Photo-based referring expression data
* * *

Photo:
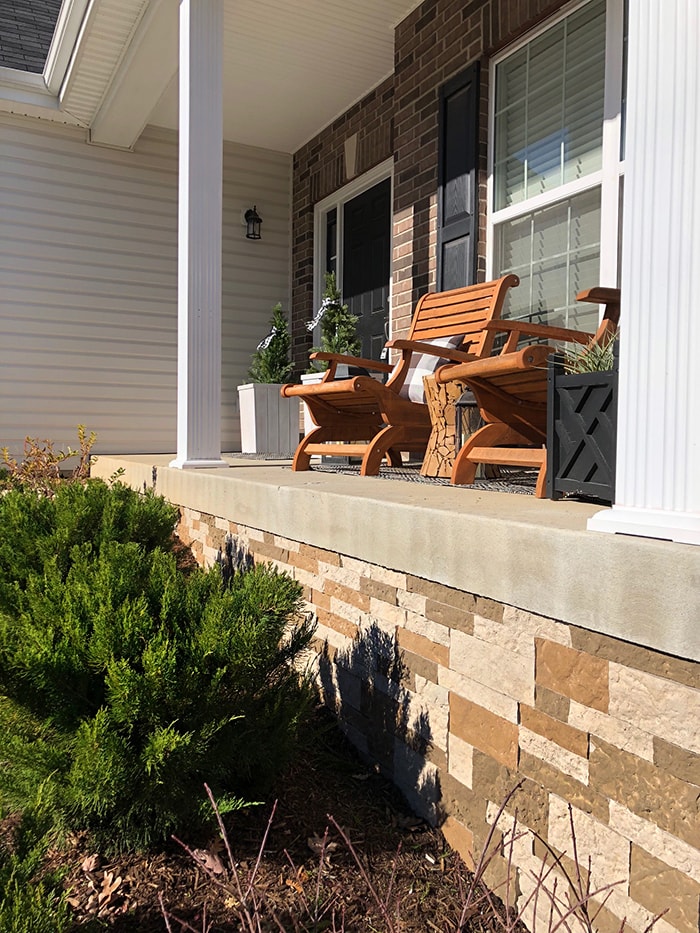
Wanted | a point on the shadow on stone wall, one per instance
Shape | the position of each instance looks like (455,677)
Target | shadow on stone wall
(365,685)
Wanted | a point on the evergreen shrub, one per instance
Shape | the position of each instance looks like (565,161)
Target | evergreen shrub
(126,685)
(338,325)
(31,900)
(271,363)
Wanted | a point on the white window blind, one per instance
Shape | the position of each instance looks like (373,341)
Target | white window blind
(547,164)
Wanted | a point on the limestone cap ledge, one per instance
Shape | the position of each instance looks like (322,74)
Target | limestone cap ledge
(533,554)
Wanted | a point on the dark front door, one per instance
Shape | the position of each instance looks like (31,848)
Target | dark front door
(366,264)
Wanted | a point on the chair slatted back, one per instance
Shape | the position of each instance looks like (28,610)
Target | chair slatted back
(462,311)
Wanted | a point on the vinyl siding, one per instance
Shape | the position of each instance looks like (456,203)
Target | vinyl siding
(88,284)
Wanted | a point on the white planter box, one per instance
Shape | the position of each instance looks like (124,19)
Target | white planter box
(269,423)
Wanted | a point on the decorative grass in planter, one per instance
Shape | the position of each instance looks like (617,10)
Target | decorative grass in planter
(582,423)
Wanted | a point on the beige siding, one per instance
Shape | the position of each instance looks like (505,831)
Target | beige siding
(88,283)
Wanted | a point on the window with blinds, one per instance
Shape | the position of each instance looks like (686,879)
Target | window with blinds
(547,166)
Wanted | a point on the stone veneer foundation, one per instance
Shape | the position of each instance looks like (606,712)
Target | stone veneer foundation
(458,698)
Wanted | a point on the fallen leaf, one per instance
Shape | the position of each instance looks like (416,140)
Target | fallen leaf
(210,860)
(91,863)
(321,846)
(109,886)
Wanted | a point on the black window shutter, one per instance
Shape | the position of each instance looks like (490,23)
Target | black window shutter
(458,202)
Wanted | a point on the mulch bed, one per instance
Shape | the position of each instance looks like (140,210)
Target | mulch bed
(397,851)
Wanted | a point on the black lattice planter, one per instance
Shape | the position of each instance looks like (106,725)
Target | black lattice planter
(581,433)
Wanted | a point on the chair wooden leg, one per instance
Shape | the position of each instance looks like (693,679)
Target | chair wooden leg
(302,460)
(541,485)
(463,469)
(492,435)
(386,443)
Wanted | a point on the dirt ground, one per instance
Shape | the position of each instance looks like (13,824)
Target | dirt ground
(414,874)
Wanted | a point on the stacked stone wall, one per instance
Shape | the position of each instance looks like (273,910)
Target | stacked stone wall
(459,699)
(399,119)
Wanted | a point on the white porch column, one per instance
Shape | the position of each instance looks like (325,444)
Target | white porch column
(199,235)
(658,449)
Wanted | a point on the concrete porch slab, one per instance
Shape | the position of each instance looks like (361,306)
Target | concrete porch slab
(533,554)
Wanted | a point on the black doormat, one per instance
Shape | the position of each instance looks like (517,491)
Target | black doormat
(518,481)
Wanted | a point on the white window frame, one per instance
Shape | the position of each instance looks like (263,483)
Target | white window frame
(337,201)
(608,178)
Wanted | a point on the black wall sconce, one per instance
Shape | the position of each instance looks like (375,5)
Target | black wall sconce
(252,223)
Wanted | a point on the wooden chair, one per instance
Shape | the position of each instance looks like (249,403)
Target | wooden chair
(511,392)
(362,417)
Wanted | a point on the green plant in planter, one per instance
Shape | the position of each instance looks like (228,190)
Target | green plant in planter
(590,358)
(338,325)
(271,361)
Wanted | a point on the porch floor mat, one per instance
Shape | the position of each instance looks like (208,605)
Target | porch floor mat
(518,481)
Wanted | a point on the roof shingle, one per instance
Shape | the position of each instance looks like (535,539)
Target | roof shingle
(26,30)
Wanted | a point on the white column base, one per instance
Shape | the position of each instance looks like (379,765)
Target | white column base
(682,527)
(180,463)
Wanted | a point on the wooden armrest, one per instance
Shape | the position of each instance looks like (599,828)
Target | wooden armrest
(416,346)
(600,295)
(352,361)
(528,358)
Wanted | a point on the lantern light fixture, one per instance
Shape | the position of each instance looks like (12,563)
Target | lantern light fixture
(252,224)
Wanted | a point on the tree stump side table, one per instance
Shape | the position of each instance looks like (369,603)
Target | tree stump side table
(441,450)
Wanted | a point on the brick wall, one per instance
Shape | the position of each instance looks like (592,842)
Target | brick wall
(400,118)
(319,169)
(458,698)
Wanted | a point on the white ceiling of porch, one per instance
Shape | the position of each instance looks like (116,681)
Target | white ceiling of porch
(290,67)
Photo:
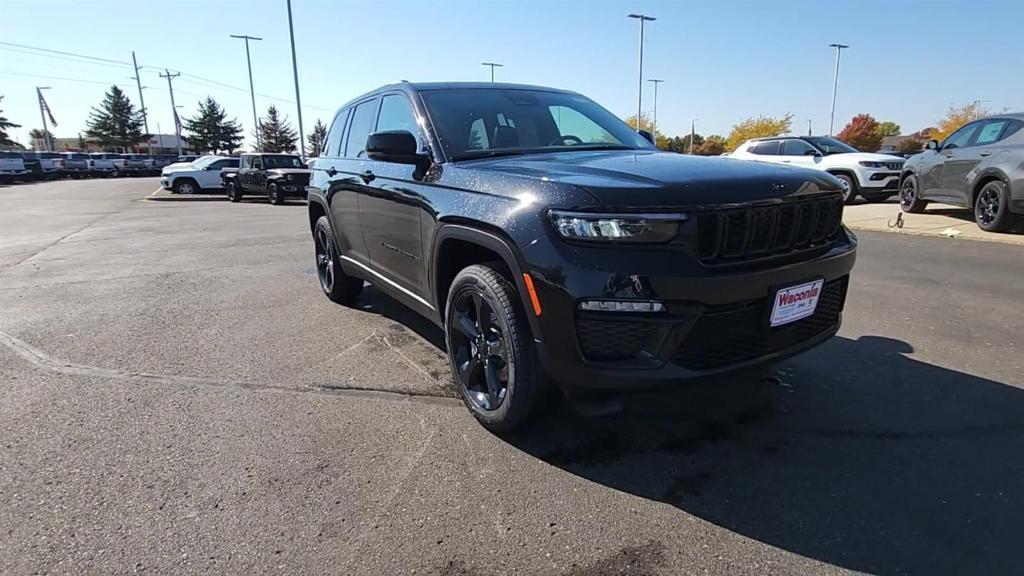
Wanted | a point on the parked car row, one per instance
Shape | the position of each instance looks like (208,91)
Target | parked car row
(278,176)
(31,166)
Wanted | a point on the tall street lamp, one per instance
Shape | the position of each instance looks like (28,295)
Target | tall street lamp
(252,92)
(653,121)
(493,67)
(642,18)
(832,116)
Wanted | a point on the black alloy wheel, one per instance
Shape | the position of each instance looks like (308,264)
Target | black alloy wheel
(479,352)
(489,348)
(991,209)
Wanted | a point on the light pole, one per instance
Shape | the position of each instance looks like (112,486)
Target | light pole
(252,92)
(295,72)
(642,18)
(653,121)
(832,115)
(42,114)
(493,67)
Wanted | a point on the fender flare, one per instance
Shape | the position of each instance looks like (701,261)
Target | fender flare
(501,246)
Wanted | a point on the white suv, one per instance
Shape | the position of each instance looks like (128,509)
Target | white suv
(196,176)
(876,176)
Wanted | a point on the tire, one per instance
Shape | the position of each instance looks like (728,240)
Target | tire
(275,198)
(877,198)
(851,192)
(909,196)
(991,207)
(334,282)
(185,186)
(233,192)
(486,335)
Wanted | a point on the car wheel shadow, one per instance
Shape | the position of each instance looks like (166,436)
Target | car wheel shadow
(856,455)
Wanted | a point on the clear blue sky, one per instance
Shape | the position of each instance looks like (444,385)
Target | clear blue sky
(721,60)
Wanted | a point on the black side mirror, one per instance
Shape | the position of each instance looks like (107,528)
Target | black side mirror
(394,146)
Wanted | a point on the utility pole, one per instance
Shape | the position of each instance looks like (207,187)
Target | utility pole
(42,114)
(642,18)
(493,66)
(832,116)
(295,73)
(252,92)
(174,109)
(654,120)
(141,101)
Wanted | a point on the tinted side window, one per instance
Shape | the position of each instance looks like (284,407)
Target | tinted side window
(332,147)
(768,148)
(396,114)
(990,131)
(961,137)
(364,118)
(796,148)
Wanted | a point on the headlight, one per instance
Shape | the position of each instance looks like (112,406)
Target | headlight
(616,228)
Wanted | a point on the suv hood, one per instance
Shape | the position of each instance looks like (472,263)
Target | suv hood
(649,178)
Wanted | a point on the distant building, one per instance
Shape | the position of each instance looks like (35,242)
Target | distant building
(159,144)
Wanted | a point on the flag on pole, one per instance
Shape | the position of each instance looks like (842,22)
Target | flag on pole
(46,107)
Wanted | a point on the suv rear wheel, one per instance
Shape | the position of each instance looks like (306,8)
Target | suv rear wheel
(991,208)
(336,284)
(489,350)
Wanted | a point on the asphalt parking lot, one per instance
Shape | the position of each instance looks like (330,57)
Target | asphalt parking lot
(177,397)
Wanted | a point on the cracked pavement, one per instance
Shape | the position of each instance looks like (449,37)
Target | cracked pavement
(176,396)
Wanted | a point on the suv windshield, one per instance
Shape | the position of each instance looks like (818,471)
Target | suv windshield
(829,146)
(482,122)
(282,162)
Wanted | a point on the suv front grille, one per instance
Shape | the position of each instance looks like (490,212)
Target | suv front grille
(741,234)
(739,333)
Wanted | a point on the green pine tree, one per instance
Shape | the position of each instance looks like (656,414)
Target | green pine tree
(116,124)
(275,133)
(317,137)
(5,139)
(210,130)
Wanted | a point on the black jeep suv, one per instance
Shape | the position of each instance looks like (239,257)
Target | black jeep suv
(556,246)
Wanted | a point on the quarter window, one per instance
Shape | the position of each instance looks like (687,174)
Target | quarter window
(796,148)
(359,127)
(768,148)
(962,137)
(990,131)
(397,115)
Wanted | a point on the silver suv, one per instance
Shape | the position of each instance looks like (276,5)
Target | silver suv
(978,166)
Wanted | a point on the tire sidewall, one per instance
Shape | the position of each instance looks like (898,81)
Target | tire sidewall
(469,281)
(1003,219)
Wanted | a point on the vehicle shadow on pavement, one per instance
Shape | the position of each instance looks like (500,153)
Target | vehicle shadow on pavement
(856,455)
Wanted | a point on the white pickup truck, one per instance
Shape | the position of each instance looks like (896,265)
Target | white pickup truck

* * *

:: DESCRIPTION OF THE TASK ::
Your answer should consist solely of the lines above from the line with "Wanted | a point on the black wall" to the line with "Wanted | a point on the tree", both included, reproduced exactly.

:: EXERCISE SOLUTION ::
Wanted | a point on the black wall sconce, one per instance
Shape | the position of each instance looks like (375,5)
Target | black wall sconce
(252,223)
Wanted | a point on the wooden chair, one per instance
Shape | the position of each instance looks like (249,403)
Target | wooden chair
(511,392)
(362,417)
Wanted | a point on the green plant in planter, one per instance
Shape | the position of each instance looks like (228,190)
Target | green plant in planter
(590,358)
(338,325)
(271,361)
Wanted | a point on the porch floor mat, one per instance
Shape | the position of each instance looks like (208,605)
Target | porch floor mat
(518,481)
Wanted | a point on the roof shingle, one per instance
Shape | the position of each instance looks like (535,539)
Target | roof shingle
(26,30)
Wanted | a point on the white column base, one per instance
Shape | the position of each instance looks like (379,765)
Target | white column base
(682,527)
(180,463)
Wanted | a point on the wooden armrest, one per instance
Shape | the position of each instance looks like (599,828)
Target | wooden armrest
(416,346)
(600,295)
(352,361)
(528,358)
Wanted | a point on the lantern light fixture, one per instance
Shape | the position of each instance looks like (12,563)
Target | lantern light fixture
(252,224)
Wanted | a point on the tree stump side table, one per instance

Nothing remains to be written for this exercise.